Select every line in the entries below that contains the word "woman" and copy those lines out.

(A block of data)
'''
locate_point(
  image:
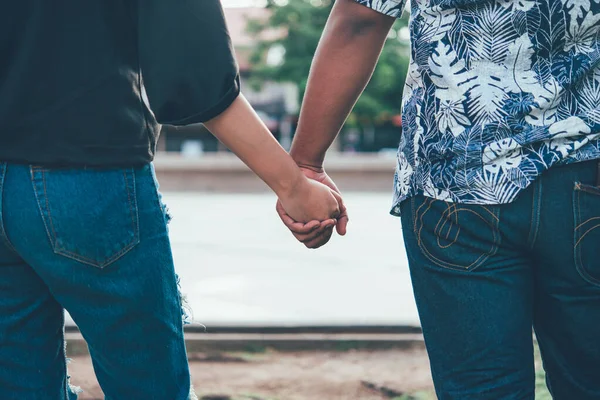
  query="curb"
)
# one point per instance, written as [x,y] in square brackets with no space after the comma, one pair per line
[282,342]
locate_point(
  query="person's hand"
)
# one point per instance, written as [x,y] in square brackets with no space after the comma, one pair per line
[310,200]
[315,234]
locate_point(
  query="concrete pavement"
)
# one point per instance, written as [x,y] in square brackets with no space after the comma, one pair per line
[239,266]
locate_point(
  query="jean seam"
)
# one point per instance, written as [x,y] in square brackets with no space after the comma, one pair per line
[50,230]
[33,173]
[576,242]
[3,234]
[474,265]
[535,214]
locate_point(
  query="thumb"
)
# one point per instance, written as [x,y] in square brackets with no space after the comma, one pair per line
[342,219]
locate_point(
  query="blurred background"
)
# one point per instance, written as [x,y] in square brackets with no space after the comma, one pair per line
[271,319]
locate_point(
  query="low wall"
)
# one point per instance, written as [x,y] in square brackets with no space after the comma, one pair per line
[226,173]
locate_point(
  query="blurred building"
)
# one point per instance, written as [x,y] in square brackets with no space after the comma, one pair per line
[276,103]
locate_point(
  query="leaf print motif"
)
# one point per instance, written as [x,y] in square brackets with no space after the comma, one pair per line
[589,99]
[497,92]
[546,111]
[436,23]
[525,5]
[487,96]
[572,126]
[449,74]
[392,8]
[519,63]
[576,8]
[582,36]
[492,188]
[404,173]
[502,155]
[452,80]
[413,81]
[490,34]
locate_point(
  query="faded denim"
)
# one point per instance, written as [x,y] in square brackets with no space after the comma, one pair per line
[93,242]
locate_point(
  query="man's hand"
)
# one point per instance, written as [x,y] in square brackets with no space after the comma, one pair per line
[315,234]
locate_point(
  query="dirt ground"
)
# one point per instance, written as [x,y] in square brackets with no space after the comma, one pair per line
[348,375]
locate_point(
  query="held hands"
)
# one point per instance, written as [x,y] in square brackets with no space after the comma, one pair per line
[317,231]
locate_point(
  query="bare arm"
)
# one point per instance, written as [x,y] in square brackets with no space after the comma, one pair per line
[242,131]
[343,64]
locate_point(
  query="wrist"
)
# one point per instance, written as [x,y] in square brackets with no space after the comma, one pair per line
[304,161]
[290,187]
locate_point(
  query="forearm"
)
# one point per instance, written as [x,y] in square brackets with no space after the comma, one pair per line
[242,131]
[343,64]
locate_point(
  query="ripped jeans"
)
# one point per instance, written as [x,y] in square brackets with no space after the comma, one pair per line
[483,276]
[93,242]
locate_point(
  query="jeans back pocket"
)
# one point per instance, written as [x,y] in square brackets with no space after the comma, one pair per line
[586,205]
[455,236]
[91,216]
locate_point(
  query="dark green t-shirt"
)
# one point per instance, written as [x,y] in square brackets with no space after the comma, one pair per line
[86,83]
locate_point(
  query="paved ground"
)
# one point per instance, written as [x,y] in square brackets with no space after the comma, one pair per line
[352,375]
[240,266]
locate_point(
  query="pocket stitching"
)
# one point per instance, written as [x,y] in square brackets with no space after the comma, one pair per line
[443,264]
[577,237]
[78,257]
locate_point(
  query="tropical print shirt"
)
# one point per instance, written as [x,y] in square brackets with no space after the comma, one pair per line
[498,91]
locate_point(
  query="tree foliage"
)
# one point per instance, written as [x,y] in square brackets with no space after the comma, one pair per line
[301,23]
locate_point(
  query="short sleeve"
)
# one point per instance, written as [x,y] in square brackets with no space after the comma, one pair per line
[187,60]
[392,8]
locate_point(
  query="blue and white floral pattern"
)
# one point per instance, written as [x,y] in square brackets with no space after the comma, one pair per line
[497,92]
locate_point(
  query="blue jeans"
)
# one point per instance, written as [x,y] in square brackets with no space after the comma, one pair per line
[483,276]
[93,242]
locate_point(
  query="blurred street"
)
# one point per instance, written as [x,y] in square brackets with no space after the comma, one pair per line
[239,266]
'''
'''
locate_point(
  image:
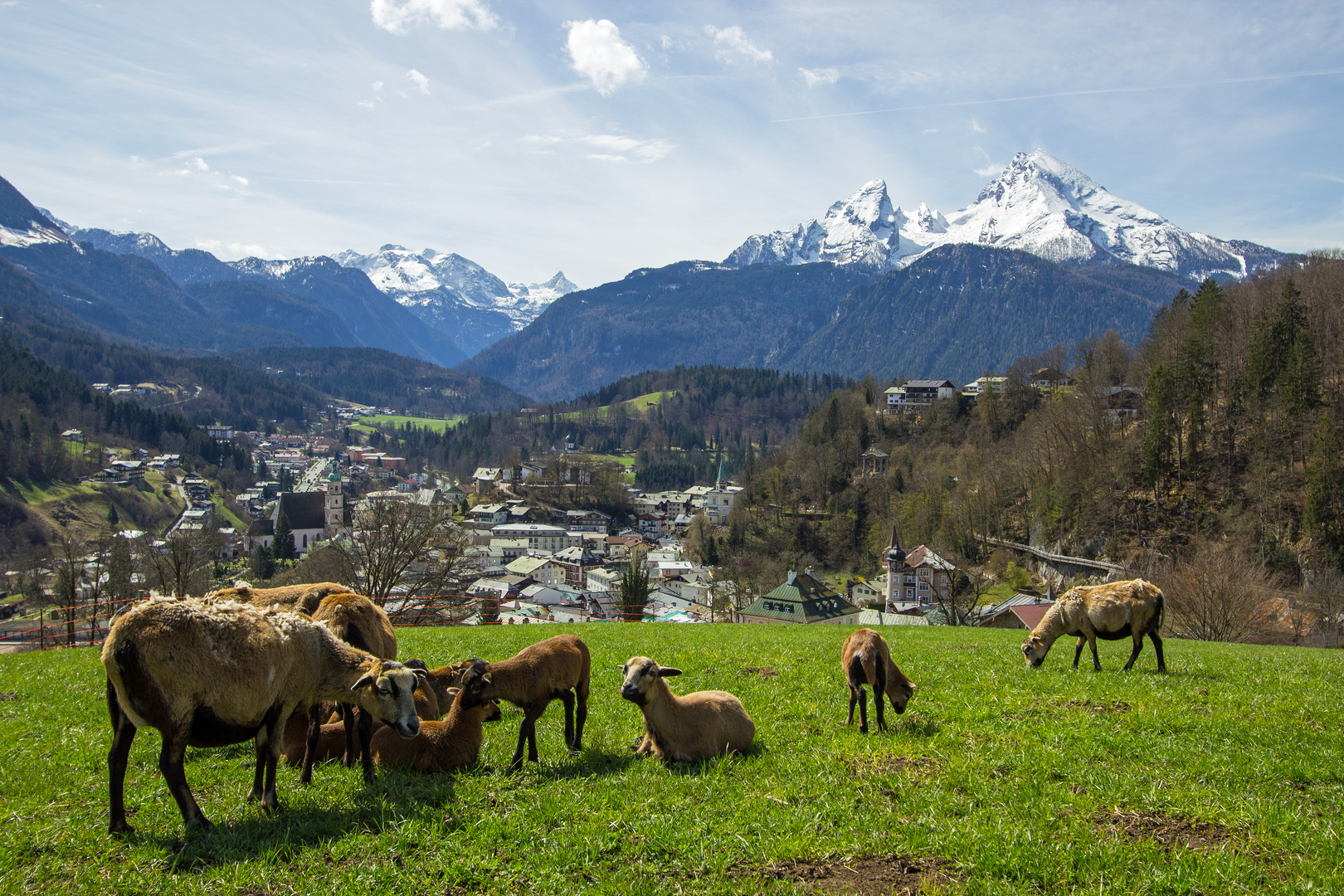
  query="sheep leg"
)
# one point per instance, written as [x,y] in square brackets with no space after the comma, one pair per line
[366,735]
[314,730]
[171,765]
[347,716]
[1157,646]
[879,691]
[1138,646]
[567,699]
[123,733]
'''
'''
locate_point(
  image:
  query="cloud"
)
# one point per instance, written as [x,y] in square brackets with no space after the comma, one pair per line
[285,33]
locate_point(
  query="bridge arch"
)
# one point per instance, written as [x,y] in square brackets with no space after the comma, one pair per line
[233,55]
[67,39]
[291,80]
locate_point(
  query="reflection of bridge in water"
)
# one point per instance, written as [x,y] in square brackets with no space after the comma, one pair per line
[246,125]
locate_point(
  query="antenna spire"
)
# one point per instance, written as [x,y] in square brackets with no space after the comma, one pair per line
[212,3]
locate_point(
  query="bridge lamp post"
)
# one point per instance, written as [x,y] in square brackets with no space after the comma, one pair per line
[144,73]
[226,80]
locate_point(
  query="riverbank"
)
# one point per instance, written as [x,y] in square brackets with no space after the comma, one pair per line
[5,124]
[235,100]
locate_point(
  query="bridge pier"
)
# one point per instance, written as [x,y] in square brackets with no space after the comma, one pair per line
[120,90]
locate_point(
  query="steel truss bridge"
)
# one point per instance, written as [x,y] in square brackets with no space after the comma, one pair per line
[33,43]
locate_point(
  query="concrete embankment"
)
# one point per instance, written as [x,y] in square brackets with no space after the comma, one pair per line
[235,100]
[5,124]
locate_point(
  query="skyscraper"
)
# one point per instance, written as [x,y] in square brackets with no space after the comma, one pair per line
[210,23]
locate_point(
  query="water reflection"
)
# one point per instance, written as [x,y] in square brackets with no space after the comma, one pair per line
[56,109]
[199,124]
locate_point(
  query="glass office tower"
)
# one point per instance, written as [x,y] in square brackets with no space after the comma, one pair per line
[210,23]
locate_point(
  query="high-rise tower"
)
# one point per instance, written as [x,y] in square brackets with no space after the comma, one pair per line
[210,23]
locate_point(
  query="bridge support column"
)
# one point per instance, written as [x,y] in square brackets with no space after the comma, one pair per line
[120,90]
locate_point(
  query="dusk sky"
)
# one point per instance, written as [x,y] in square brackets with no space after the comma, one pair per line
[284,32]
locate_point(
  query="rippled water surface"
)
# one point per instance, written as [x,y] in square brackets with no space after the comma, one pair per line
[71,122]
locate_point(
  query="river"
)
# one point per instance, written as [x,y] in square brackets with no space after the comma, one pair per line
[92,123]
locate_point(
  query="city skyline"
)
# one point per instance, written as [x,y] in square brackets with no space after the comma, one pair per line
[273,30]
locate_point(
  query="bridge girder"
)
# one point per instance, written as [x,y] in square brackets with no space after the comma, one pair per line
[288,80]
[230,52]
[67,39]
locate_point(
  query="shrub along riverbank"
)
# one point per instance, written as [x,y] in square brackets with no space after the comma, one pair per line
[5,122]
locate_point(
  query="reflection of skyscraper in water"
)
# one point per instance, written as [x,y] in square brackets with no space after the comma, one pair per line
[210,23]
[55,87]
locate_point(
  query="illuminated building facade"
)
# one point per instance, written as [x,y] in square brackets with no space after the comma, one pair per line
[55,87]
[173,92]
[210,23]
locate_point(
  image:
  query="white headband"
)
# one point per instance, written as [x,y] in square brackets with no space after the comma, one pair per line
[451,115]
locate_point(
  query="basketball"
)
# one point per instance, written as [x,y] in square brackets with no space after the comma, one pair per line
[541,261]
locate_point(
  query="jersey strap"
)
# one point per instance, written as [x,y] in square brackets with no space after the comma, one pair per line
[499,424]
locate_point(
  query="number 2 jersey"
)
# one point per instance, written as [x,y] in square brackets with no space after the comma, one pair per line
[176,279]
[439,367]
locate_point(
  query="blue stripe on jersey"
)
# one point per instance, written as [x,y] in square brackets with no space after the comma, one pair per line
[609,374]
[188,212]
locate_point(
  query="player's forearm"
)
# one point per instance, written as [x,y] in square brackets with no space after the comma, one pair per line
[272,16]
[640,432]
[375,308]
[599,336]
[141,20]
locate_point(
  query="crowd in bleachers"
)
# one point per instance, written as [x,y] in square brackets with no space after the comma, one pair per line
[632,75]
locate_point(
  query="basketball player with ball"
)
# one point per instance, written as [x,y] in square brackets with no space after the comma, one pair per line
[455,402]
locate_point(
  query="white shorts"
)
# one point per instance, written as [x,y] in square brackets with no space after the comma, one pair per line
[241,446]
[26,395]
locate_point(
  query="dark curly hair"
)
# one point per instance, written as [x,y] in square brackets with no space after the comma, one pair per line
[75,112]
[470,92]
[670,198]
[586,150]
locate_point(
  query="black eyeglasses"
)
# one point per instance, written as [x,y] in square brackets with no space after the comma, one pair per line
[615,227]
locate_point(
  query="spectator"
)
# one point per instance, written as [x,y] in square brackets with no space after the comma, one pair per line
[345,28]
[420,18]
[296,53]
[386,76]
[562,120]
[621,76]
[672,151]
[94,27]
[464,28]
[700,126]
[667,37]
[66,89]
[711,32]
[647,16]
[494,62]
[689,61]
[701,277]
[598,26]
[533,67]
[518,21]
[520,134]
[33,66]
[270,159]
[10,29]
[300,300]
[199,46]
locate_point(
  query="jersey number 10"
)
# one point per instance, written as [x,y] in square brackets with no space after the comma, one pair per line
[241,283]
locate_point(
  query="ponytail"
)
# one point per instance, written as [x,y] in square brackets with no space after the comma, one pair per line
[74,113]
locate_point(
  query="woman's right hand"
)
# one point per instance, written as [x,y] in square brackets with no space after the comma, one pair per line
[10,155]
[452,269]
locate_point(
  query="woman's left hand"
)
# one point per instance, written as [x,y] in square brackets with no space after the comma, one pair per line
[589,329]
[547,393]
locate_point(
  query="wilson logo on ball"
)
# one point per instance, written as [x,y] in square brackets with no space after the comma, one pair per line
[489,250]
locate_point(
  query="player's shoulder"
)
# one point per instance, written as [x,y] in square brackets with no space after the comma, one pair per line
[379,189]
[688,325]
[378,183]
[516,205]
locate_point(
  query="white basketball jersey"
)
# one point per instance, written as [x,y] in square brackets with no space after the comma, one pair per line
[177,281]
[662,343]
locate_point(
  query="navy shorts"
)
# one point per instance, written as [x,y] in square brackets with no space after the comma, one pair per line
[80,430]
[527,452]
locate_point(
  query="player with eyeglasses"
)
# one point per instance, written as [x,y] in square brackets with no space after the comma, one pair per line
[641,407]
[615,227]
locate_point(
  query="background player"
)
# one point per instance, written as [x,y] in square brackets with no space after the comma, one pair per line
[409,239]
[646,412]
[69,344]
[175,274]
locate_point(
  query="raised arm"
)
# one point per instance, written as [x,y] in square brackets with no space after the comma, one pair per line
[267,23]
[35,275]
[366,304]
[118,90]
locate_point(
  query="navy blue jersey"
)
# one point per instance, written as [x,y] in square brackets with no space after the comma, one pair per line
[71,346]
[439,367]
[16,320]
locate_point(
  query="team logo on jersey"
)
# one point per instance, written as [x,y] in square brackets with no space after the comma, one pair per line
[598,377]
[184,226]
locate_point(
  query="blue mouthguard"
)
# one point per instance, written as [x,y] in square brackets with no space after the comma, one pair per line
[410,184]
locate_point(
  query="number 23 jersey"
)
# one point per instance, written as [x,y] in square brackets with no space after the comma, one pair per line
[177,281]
'''
* _Final result_
  query="woman's right hand"
  query="woman's left hand"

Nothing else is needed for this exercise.